Begin at the line containing "Ground bus wiper." and give again every line to the end of the records, exactly, without the pictures.

*Data entries*:
* * *

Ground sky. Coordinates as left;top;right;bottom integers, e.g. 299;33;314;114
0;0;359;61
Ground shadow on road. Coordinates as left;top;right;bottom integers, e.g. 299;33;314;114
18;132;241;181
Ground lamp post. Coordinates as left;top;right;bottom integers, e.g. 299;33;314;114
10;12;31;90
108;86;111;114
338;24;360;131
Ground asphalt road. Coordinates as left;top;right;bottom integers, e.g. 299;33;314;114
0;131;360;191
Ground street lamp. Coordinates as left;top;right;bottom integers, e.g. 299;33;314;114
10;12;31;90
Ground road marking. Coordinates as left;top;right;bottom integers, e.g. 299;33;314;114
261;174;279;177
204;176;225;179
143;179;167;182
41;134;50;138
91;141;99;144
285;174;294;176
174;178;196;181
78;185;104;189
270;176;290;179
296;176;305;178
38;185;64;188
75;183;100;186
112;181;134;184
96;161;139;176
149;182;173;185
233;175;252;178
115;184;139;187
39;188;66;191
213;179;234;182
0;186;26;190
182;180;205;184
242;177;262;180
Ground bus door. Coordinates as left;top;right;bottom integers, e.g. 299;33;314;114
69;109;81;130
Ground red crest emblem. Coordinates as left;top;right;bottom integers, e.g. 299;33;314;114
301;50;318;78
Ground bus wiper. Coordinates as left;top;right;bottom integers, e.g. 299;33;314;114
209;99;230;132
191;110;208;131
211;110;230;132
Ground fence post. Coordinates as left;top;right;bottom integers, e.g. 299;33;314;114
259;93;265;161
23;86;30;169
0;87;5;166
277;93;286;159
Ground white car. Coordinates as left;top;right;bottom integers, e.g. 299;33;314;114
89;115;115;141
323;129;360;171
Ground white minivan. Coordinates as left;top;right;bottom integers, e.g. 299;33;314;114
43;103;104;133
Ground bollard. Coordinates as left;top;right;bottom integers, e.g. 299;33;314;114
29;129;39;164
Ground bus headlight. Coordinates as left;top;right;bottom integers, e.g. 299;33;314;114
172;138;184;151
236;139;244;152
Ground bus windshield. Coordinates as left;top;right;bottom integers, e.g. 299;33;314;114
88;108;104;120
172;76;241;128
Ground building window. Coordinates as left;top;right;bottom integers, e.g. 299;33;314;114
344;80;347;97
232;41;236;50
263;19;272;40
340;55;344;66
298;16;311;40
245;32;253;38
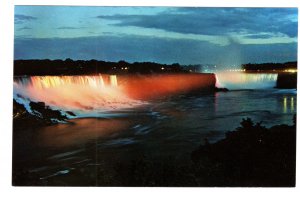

* * *

*Final answer*:
Ground bus wiper. Coordinates as left;top;right;bottom integers, e.g. 299;33;314;114
209;99;230;132
191;110;208;131
211;110;230;132
Ground fence post. Coordinates as left;top;right;bottom integers, e.g. 299;33;314;114
259;93;265;161
23;86;30;169
0;87;5;166
277;93;286;159
Ground white car. Coordinates as left;top;right;bottom integers, e.g. 299;33;314;114
89;115;115;141
323;129;360;171
Ground white minivan. Coordinates as left;top;right;bottom integers, e.g. 299;33;314;114
43;103;104;133
Ground bollard. Coordinates as left;top;right;bottom integers, e.g. 299;33;314;114
29;129;39;164
Ground bus headlight. Coordinates as left;top;right;bottom integers, e.g. 299;33;314;114
172;138;184;151
236;139;244;152
Ground bus windshield. Coordinates as left;top;right;bottom integers, e.g. 299;33;314;114
88;108;104;120
172;76;241;128
Ground building window. Coordinates as left;top;right;bottom integers, e.g. 299;33;314;114
344;80;347;97
232;41;236;50
263;19;272;40
340;55;344;66
298;16;311;40
245;32;253;38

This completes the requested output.